Task prompt:
Using the article on the closure of the Chinese consulate in Houston, answer these questions:
(a) What did Houston police set up near the building before the eviction deadline?
(b) The senior Justice Department official called the charges a microcosm of a broader network of individuals in how many cities?
(c) Roughly what percentage of all economic espionage prosecutions brought by the DOJ allege criminal conduct intended to benefit the CCP?

Document section:
- - - - - - -
U.S. federal agents and local law enforcement entered and took over the Chinese consulate in Houston, Texas, on Friday, following a deadline issued by the Trump administration to close the facility.
The eviction comes as U.S. government officials told reporters that the decision to order the closure of the Houston diplomatic facility was “not random.”
Ahead of the eviction deadline, Houston police had set up barricades to close off streets near the building, the Chronicle reported.
National Security Concerns, Houston Facility ‘Not Random’
A senior Justice Department (DOJ) official told reporters in a teleconference on Friday that the Chinese consulate in Houston was implicated in an investigation of grant fraud at a Texas research institution, and that the decision by the United States to target that particular consulate “was not a random selection.”The United States has alleged that the Houston Chinese consulate harbored Chinese spies who tried to steal data from facilities in Texas, including the Texas A&M medical system and the University of Texas MD Anderson Cancer Center in Houston.
The DOJ official said that the closure of one consulate “as opposed to every facility” is intended “to send a message to the remaining [Chinese] officials that they’ve got to knock it off.”
“The espionage and influence activities run out of a consulate can rise ultimately to a level that threatens our national security,” the DOJ official said, later adding that there “has been an increase in malign activity, intelligence activity over time, and at some point you say enough is enough, and then you decide who is one of the worse offenders,” noting that “it is certainly not random that we picked Houston.”
A senior intelligence official said that theft of intellectual property and technology were prime concerns.
“We see this kind of behavior across the board. Houston in particular, though, their [science and technology] collectors were particularly aggressive and particularly successful. I think that is the reason why we tended towards Houston as well,” the intelligence official told reporters.
The senior DOJ official said that the charges represent “a microcosm” of a “broader network of individuals in more than 25 cities.”
“That network is supported through the consulates here. Consulates have been giving individuals in that network guidance on how to evade and obstruct our investigation,” the official said.
Roughly 80 percent of all economic espionage prosecutions brought by the DOJ allege criminal conduct intended to benefit the CCP. China is involved in some way in about 60 percent of all trade secret theft cases, according to the DOJ.
- - - - - - -
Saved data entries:
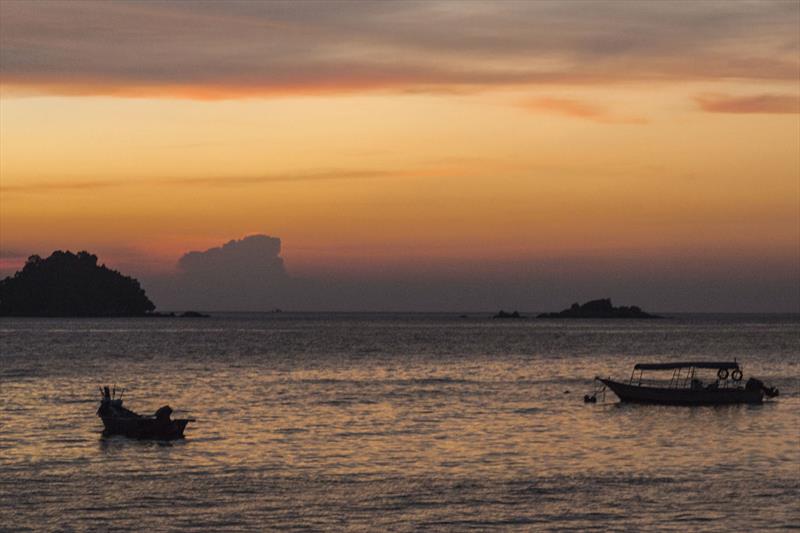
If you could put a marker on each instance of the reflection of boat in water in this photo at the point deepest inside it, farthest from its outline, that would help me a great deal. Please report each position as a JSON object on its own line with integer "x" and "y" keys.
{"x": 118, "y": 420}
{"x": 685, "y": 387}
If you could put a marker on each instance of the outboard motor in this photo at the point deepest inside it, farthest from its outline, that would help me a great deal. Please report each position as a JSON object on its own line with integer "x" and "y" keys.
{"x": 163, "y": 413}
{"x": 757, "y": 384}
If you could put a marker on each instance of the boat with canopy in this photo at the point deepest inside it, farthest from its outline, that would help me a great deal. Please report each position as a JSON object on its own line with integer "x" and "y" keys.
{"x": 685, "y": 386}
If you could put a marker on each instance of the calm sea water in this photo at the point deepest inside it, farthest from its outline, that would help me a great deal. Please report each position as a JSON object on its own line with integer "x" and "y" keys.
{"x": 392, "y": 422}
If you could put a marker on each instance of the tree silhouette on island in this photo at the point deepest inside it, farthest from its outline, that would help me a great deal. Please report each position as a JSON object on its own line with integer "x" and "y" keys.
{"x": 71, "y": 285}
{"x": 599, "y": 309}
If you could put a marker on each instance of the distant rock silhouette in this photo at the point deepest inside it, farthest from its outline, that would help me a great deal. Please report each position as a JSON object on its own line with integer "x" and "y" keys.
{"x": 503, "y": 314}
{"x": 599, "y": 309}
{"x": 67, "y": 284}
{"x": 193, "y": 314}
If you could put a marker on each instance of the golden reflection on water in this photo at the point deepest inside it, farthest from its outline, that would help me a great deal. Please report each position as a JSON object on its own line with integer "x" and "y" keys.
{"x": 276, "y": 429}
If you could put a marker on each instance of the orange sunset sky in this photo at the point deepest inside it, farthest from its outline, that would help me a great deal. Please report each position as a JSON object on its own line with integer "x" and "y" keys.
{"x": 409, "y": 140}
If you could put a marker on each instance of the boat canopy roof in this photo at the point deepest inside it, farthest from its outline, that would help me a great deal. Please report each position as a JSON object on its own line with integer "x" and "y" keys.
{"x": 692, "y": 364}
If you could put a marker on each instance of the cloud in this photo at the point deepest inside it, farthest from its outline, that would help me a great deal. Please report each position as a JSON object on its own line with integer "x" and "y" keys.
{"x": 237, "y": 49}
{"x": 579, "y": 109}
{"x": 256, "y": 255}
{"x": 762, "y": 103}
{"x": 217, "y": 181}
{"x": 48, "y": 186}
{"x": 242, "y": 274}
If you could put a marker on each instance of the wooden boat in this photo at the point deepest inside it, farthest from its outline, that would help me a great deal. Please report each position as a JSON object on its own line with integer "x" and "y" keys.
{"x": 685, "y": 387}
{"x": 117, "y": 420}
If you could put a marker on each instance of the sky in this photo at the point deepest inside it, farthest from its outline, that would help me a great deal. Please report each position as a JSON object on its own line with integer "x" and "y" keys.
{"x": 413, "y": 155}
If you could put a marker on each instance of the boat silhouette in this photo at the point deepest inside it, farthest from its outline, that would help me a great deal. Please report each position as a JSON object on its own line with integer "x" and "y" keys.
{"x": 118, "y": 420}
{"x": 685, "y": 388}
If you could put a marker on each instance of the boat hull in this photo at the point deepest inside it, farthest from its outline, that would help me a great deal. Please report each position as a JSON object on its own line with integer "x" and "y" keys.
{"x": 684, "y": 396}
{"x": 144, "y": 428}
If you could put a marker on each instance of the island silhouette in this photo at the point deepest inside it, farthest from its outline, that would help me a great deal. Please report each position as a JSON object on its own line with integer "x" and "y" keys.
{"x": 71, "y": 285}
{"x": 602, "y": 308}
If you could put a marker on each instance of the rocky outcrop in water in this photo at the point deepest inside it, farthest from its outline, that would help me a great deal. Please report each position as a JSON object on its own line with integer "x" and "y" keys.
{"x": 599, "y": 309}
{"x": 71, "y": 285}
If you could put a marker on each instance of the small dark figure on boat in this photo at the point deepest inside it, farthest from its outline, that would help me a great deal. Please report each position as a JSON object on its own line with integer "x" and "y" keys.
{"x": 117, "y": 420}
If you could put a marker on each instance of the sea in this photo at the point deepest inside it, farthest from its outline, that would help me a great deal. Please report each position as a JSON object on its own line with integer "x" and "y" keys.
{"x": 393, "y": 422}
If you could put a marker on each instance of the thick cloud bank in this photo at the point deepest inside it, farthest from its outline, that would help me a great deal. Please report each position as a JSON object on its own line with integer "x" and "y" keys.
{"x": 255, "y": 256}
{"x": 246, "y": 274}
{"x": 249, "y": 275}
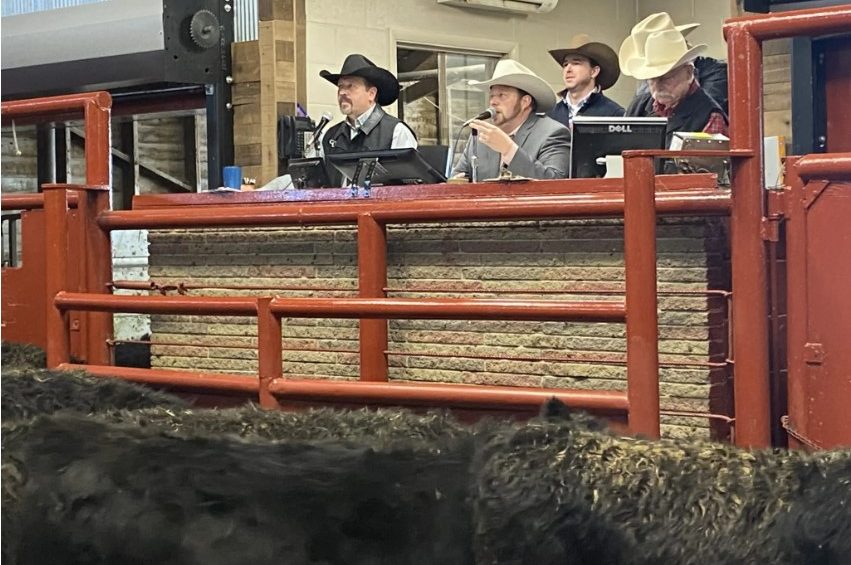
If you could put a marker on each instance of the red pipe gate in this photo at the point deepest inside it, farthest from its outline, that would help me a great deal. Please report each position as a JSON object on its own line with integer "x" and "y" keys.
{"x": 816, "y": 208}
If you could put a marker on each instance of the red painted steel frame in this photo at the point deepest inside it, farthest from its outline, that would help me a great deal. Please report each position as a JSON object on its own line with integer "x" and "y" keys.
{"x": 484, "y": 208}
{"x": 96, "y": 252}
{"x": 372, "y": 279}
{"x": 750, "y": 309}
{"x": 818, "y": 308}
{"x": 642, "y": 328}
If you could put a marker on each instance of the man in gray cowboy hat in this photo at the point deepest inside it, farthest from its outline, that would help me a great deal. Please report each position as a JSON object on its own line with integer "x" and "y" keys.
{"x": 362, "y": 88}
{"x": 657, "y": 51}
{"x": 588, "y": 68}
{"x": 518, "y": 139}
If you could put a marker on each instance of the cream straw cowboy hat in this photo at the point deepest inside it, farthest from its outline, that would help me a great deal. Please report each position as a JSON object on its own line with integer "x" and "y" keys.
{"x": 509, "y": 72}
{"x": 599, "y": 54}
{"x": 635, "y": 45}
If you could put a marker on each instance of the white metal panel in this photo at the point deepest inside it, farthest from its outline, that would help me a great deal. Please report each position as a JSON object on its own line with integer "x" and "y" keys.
- - - - - - -
Response to this exercise:
(a) Barricades to close off streets near the building.
(b) More than 25 cities.
(c) Roughly 80 percent.